ASSIGNMENT: The reply should be one number: how many lines of the data below contain "right".

ENTRIES PROVIDED:
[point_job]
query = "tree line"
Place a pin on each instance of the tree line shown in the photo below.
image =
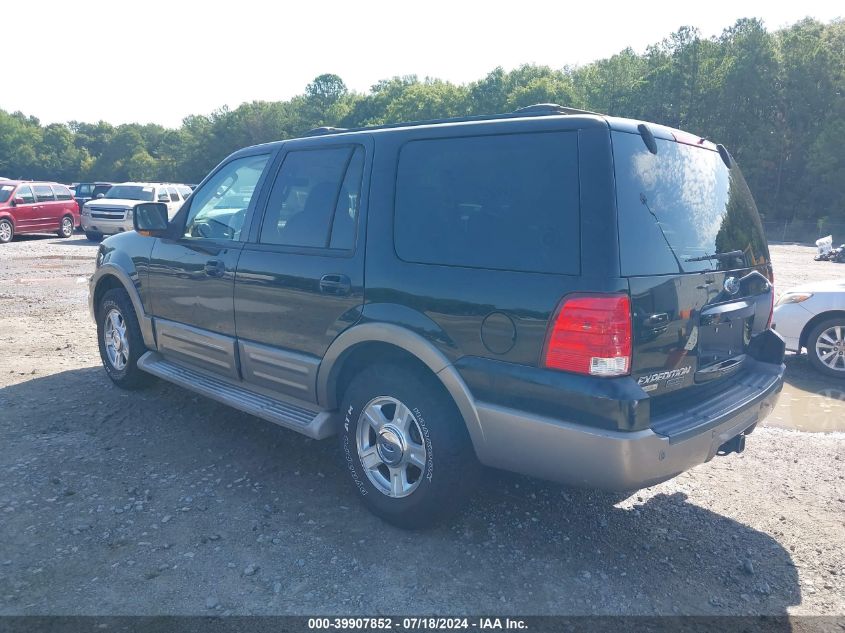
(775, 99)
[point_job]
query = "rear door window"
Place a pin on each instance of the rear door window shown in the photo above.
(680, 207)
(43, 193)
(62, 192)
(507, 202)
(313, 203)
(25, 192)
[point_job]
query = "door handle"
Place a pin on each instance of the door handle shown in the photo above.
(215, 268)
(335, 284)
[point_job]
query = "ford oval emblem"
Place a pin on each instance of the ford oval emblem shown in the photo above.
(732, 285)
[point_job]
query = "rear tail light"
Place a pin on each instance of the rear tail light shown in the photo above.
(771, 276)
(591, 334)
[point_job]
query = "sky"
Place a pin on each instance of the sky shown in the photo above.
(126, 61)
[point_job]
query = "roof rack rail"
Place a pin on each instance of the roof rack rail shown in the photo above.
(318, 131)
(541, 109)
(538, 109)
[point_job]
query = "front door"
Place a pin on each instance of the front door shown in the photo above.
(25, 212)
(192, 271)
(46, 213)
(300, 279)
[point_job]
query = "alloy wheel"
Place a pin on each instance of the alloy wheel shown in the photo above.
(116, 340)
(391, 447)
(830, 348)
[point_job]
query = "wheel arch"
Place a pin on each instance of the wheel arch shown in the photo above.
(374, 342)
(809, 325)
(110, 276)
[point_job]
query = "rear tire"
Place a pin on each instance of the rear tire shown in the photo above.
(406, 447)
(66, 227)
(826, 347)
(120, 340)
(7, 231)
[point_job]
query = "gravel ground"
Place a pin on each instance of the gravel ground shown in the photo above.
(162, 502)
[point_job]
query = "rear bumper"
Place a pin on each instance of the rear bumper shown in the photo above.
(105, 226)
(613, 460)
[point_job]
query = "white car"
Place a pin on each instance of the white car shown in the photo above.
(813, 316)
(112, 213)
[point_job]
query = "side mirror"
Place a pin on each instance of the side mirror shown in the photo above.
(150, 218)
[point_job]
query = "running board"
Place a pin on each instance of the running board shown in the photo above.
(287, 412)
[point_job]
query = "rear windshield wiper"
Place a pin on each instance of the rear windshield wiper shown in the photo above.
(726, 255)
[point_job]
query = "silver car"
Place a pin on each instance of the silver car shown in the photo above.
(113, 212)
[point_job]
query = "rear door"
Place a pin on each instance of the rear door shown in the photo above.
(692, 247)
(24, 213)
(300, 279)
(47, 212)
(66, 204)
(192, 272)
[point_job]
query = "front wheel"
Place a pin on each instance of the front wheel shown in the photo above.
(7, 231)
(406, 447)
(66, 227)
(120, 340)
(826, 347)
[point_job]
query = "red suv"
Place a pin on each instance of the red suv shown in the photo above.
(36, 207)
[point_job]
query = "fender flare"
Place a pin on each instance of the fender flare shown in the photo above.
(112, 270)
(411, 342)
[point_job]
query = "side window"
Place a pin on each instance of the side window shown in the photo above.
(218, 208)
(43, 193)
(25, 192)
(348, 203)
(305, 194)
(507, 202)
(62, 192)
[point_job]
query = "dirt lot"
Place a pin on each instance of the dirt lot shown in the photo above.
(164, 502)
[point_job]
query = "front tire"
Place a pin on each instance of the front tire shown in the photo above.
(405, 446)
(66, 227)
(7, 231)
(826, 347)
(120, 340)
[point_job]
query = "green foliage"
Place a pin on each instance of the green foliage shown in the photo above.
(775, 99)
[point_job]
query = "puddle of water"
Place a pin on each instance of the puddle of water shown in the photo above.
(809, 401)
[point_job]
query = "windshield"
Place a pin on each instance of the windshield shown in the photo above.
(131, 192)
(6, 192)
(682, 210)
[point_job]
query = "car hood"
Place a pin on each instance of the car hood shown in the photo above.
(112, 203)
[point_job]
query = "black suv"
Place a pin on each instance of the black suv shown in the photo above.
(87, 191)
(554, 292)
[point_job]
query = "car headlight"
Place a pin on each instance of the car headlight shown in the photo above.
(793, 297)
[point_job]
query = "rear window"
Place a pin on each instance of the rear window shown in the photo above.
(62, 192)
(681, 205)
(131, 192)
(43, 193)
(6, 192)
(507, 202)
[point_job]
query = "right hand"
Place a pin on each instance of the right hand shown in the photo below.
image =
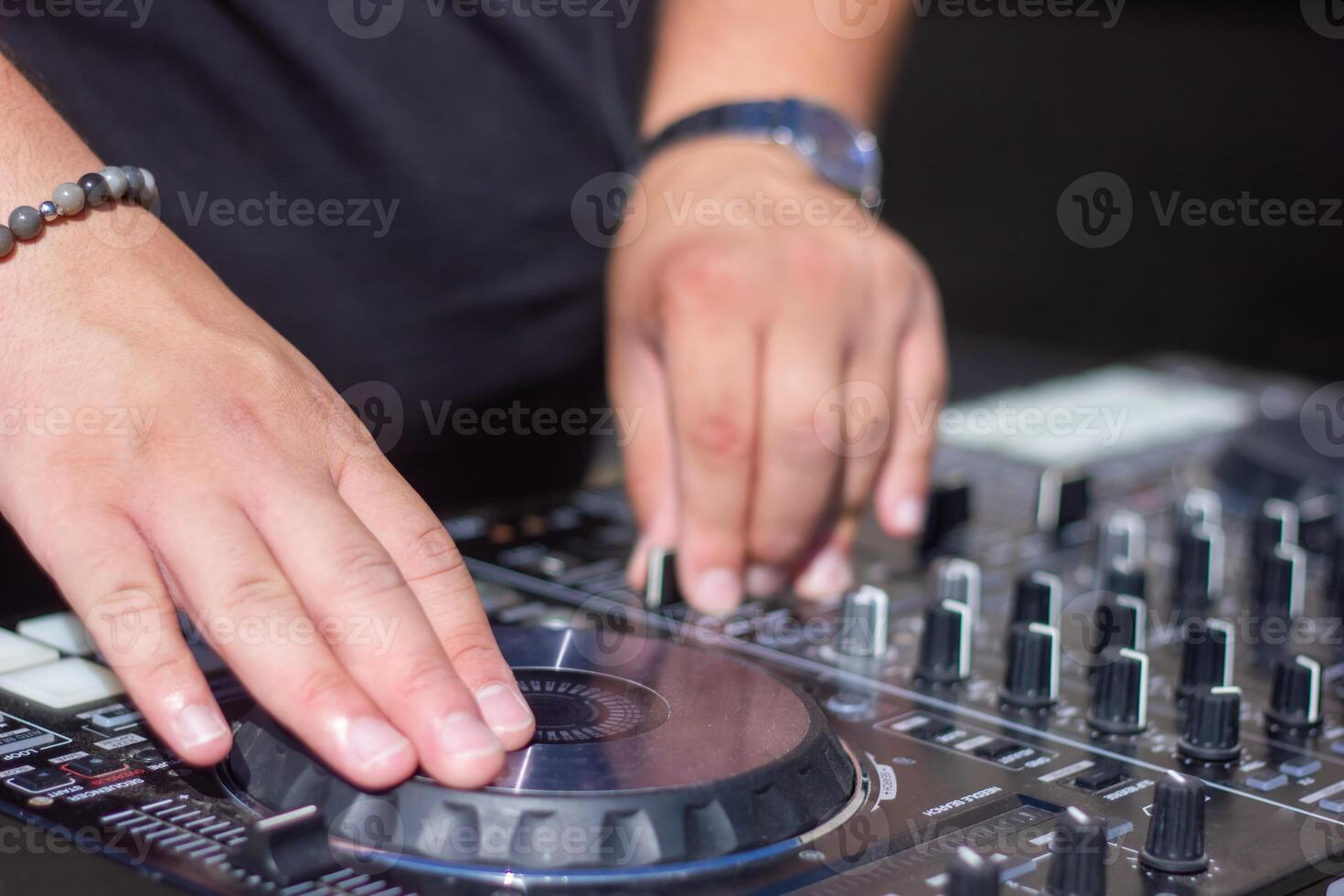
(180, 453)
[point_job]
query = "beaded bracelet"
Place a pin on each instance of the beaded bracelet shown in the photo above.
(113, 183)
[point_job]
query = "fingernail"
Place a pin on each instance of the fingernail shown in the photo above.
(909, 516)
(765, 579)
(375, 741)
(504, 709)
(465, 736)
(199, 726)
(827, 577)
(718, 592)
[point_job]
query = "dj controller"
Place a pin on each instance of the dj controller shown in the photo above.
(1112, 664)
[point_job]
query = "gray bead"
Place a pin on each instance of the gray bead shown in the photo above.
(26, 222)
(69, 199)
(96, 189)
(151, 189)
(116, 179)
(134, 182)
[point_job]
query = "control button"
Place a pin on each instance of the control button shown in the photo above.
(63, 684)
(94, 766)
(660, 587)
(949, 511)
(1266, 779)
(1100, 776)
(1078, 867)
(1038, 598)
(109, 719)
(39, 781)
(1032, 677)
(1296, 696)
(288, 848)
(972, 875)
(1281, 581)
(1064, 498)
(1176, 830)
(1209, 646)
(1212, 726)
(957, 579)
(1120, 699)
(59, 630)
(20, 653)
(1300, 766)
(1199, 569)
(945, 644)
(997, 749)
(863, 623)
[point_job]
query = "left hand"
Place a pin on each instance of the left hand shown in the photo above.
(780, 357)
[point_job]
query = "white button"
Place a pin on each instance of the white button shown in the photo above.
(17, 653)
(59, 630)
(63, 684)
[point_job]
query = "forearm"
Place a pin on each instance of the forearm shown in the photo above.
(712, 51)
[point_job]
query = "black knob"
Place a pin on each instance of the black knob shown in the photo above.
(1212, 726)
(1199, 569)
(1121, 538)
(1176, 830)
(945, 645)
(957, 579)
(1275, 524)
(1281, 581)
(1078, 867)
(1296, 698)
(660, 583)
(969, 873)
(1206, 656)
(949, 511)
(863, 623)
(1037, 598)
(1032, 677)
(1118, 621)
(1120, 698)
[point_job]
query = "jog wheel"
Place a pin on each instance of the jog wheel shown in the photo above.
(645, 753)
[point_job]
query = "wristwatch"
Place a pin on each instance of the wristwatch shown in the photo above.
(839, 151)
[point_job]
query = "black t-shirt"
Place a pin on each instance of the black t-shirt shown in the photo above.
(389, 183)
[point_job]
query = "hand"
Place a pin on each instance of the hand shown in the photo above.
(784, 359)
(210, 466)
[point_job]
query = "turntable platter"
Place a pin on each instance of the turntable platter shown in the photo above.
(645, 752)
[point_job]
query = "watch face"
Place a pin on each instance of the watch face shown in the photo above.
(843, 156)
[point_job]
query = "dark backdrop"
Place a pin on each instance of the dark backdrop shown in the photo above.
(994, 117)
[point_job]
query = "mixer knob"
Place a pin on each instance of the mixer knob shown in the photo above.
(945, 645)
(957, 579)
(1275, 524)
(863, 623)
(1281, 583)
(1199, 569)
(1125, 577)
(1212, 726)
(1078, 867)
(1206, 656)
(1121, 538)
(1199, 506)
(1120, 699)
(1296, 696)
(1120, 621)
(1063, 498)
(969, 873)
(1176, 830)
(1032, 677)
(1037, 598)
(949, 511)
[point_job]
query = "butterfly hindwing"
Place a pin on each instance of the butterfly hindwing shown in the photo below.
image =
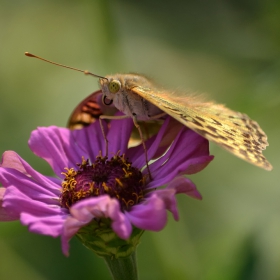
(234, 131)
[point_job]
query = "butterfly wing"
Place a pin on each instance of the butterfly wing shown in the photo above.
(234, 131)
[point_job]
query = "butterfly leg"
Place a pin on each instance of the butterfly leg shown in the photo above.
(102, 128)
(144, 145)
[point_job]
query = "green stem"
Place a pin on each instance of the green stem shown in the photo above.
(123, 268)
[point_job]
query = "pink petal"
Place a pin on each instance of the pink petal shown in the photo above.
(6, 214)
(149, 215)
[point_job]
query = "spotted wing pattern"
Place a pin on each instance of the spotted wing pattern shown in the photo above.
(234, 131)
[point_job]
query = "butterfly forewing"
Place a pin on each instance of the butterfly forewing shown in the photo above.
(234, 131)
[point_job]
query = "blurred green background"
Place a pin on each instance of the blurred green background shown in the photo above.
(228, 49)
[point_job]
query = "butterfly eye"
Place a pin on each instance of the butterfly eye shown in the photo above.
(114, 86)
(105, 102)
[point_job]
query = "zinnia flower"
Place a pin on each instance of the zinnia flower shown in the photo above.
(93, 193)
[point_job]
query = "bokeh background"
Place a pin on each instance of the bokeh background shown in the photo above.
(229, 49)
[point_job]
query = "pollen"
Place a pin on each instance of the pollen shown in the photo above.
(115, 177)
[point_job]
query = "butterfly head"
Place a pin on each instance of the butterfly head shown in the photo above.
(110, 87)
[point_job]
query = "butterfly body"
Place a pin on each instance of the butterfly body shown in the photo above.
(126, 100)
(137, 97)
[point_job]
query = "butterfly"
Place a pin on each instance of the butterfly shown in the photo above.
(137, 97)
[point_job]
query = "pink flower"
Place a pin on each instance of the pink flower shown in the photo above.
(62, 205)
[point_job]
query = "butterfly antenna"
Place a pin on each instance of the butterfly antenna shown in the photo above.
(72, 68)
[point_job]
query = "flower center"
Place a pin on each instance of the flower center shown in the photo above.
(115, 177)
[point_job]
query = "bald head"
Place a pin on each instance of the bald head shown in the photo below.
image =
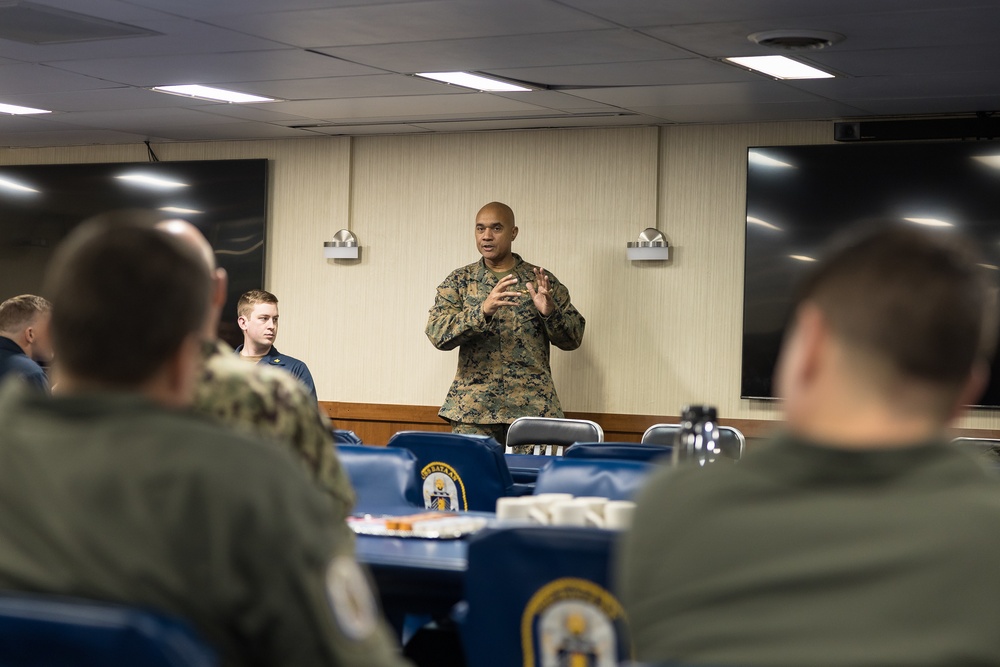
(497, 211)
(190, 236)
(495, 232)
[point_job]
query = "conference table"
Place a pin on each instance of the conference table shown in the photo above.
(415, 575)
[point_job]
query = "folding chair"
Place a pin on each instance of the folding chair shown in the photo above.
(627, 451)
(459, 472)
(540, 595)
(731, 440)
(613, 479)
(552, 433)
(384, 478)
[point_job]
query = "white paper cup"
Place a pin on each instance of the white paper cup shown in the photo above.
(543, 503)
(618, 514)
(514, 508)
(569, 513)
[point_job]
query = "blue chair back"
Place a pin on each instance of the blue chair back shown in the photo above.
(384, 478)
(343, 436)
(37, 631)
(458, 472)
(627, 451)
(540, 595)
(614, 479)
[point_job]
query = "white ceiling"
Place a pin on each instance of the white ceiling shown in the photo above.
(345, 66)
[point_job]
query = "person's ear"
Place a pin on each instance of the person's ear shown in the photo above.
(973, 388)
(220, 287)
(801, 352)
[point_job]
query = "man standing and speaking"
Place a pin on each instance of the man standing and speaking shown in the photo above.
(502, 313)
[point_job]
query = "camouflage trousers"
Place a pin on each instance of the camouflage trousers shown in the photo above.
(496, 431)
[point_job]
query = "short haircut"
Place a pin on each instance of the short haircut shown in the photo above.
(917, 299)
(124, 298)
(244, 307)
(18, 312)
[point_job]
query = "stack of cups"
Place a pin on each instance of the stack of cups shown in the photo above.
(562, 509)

WRITTEN ANSWER: 2